## Problem details:
Report every line in the listing that contains the string "instance".

..........

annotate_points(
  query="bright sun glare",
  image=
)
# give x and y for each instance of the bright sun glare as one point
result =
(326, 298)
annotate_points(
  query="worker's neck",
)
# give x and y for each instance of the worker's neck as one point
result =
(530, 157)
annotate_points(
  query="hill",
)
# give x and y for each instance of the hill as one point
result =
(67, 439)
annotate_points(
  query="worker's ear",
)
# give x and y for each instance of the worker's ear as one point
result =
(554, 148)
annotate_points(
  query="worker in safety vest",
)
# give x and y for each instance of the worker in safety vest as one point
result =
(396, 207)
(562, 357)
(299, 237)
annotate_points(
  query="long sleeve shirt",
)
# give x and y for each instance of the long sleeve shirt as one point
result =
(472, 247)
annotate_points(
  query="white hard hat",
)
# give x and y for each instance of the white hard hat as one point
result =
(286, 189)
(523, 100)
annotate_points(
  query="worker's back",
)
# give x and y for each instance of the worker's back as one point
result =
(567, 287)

..........

## Your solution:
# give x and y for each instance of the bright sun glare as one point
# give x and y for each instance of the worker's neck as one point
# give x and y for each instance of the hill as one point
# give x and y for each instance of the worker's ear as one point
# give x and y for each instance of the worker in safety vest as one point
# give x and y for each instance of the long sleeve shirt as one point
# give x and y for each instance of the white hard hat as one point
# give x and y for each instance of the worker's back as one point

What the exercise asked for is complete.